### Task requirements
Every line of the data below that holds the string "pant" needs to be reported.

── Data for this exercise ──

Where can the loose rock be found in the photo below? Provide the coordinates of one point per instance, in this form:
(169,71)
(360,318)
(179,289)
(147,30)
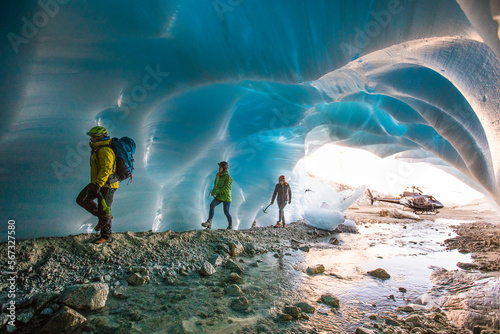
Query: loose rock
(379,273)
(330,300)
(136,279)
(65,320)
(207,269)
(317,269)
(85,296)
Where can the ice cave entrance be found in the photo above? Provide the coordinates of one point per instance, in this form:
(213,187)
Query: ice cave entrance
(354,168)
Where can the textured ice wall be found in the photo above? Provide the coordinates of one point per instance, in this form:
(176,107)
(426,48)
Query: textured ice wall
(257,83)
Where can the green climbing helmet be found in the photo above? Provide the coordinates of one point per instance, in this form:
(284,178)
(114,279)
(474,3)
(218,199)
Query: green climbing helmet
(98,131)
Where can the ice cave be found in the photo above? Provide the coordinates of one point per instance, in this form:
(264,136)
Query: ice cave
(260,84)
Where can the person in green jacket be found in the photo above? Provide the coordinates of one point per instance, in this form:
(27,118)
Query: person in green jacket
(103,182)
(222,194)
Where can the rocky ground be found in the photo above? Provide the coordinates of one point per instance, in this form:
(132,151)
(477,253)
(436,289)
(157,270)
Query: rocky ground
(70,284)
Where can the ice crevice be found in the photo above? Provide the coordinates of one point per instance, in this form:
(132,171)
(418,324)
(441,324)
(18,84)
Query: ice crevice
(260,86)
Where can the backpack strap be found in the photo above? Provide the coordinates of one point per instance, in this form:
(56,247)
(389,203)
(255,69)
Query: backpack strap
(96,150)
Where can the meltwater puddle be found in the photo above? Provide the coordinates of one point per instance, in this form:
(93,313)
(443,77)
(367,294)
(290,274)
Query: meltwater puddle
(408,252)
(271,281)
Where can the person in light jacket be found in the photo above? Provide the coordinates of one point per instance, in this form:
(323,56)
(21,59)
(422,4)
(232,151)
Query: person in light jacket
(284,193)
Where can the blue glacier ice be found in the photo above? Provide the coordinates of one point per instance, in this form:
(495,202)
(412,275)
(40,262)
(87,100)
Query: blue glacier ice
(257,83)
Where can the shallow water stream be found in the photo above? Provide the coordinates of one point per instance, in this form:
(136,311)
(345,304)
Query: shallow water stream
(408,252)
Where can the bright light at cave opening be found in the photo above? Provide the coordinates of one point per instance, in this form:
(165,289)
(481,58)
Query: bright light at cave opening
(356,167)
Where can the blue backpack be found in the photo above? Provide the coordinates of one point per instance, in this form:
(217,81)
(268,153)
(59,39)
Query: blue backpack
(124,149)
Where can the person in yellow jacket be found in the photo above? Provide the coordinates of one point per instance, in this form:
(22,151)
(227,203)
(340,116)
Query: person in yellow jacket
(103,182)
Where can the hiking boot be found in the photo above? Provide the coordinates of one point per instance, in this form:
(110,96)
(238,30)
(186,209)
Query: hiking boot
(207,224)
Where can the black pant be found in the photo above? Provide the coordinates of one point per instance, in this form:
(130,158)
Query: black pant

───
── Data for this exercise ──

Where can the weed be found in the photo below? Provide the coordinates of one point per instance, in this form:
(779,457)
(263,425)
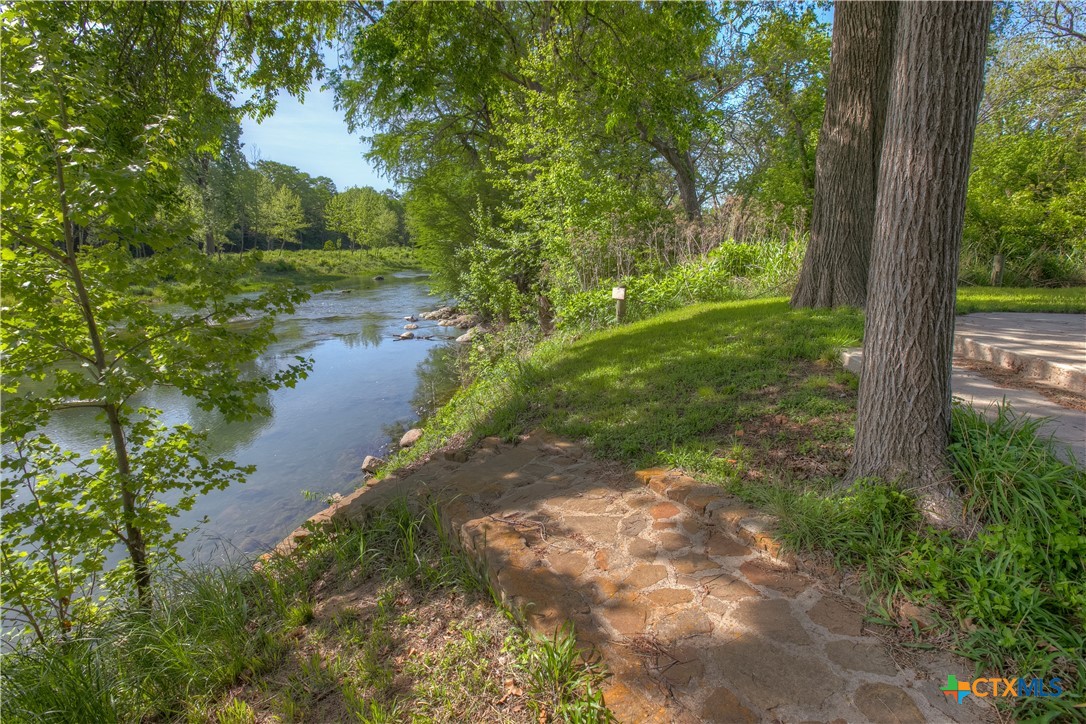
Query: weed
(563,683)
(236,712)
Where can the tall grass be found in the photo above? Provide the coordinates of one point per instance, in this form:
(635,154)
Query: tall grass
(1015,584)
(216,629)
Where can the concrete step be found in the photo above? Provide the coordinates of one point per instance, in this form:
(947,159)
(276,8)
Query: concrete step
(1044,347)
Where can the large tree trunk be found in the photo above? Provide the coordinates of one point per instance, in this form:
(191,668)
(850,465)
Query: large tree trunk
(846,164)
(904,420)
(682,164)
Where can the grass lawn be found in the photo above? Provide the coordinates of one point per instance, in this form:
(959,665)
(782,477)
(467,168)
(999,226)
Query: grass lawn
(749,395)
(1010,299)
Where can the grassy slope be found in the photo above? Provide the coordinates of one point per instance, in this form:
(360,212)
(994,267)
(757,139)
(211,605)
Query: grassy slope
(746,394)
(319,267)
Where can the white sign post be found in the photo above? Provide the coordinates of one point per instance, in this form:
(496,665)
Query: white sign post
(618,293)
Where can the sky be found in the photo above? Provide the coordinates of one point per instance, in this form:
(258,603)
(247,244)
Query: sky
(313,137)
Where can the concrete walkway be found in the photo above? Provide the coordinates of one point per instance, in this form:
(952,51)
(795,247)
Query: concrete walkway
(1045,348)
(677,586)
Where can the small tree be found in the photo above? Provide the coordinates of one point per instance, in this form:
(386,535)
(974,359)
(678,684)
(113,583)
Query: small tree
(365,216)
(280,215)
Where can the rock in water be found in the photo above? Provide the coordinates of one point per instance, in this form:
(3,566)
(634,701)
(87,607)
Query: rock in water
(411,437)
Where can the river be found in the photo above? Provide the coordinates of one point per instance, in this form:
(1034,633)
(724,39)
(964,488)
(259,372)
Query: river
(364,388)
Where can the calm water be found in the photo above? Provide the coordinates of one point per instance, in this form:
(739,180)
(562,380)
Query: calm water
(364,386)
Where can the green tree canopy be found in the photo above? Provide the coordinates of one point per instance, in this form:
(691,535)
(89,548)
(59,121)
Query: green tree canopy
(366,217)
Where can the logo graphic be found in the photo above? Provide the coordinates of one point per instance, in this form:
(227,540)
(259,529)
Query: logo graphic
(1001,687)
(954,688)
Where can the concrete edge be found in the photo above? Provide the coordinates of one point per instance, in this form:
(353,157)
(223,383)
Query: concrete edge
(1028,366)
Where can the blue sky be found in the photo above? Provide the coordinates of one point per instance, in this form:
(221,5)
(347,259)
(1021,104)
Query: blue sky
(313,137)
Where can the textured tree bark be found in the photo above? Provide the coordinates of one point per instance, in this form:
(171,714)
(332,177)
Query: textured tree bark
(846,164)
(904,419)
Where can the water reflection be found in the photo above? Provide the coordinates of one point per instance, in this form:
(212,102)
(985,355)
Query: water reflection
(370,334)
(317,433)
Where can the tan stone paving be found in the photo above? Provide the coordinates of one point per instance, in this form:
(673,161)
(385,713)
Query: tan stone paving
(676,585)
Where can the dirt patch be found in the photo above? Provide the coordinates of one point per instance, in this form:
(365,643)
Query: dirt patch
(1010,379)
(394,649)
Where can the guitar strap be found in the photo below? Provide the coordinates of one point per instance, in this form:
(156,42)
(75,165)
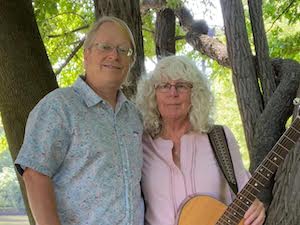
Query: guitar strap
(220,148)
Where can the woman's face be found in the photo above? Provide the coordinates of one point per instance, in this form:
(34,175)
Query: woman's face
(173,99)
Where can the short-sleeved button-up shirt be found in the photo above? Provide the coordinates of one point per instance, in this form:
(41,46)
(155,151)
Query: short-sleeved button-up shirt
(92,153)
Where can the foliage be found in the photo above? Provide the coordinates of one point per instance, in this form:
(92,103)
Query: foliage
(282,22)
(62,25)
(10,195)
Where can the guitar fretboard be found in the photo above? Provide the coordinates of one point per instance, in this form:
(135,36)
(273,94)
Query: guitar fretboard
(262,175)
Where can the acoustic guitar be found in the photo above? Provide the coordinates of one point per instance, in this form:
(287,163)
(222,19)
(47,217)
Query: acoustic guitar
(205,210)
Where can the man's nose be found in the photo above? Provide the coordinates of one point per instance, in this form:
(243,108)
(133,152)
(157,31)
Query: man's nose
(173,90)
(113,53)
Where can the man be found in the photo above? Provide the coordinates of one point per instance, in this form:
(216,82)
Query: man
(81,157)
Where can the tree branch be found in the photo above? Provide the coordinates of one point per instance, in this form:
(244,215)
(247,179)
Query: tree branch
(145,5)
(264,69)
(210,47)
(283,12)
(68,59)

───

### Solution for this problem
Where can the black pant be found in the photo above? Provide the coordinates of one point per instance, in this form:
Query: black pant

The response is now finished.